[Data in this exercise — start]

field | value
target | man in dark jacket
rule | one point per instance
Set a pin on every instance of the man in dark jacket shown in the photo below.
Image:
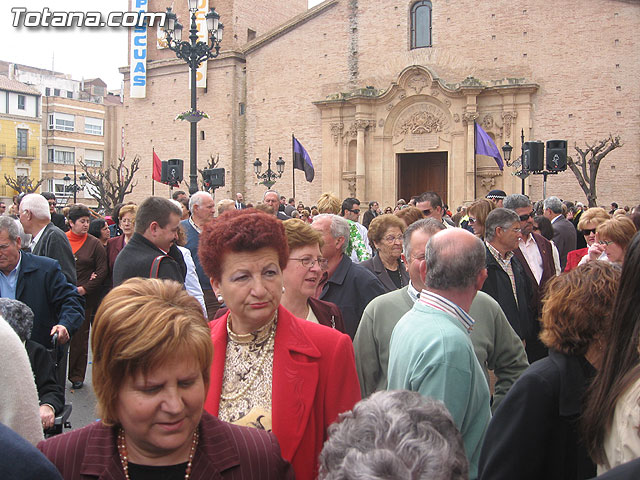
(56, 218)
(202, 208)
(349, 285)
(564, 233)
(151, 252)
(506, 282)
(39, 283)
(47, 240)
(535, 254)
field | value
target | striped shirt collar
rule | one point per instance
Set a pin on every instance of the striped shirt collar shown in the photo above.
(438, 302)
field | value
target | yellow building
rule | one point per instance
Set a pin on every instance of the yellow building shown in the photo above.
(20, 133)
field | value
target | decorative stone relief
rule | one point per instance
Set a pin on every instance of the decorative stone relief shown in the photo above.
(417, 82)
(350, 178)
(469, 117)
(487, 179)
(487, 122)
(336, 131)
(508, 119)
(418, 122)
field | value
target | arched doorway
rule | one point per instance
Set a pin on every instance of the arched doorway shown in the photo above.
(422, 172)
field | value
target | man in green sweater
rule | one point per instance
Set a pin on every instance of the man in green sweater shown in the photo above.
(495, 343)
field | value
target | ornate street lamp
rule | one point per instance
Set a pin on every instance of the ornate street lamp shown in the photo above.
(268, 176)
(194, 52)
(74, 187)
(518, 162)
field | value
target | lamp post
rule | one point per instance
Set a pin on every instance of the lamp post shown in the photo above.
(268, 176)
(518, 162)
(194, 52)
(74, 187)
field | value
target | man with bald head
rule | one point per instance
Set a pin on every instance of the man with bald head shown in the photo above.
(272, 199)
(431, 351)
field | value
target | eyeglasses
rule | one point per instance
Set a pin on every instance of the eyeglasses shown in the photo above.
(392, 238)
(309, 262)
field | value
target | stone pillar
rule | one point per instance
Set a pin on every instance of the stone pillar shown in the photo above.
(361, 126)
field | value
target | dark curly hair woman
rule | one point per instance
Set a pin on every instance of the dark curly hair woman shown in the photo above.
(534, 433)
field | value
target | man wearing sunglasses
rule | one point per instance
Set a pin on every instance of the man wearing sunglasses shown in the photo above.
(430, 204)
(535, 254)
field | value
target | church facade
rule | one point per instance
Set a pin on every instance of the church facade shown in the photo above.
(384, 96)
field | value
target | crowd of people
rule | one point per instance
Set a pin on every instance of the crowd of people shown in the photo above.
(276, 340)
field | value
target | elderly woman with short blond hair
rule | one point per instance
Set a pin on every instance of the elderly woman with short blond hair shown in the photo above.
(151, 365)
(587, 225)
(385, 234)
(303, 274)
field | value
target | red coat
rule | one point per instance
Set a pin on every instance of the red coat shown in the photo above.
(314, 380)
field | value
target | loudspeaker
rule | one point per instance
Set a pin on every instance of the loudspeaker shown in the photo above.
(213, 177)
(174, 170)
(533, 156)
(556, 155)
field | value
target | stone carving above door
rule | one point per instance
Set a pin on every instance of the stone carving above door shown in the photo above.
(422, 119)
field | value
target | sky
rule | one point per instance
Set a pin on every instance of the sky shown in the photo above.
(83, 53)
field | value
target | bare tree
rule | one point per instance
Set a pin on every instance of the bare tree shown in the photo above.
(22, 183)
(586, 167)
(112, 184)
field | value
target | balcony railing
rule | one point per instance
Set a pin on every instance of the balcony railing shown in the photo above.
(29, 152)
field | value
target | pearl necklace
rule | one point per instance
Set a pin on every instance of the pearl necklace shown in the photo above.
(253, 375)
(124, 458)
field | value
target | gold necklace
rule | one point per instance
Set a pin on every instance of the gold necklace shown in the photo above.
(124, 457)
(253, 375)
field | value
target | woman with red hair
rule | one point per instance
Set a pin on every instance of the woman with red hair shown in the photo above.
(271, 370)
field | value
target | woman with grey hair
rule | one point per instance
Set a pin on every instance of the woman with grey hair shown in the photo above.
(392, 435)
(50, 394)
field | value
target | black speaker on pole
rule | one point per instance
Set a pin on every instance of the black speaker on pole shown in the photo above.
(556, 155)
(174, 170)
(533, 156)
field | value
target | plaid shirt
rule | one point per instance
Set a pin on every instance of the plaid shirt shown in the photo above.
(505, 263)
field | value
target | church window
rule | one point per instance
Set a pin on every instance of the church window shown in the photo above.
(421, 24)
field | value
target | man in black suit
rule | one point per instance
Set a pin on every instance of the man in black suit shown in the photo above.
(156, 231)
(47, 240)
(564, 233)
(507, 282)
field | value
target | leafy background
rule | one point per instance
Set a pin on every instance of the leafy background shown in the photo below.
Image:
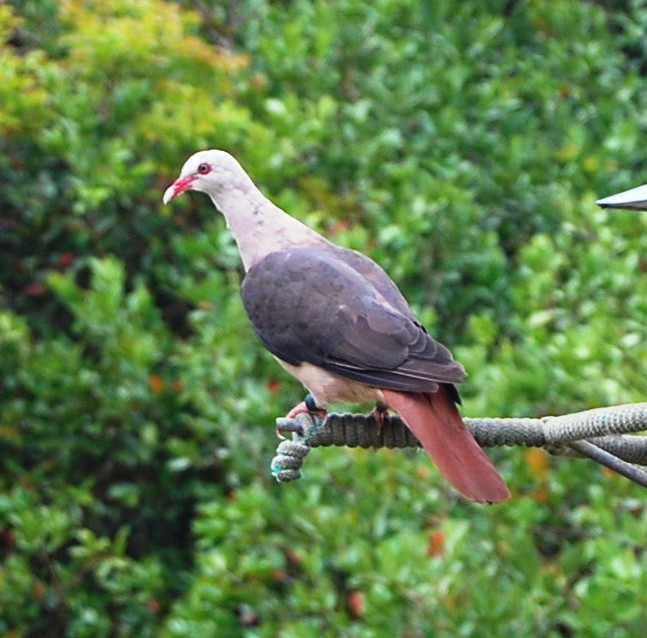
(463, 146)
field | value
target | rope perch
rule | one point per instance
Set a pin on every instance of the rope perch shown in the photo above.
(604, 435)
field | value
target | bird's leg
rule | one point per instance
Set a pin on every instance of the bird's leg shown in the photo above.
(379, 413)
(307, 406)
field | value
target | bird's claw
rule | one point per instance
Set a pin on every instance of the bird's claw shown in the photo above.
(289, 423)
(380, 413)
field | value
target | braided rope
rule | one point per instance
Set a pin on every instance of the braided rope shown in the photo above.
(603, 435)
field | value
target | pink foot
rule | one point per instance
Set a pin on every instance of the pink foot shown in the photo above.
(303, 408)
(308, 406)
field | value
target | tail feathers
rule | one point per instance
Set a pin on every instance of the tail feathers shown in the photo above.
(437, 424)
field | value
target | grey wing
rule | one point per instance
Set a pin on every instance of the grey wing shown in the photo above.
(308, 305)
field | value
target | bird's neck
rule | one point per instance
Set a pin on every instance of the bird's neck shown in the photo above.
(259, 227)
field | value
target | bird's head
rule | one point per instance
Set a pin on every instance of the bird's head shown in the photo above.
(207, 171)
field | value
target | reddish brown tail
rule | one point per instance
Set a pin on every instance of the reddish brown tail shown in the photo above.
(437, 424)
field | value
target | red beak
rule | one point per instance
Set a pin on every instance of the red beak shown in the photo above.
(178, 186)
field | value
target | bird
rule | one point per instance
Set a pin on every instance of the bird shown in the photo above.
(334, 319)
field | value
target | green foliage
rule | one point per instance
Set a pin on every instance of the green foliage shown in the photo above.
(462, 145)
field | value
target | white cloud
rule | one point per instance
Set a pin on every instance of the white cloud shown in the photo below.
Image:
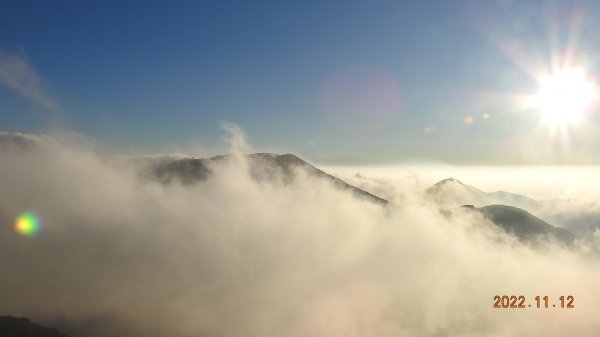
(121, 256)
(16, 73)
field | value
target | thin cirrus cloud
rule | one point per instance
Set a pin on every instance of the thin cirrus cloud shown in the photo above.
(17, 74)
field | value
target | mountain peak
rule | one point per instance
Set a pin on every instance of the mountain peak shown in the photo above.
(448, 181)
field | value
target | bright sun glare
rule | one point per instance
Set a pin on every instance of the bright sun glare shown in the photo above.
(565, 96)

[Data in this exercise — finish]

Problem to work on. In the records above, find the lines containing "below" and copy them.

Solution to the exercise.
Set a pin on every instance of the man in dark jacket shown in the photo below.
Set a pin on every instance of the leafy background shown in the photo below.
Set a pin on every instance of the white cloud shown in the photo below.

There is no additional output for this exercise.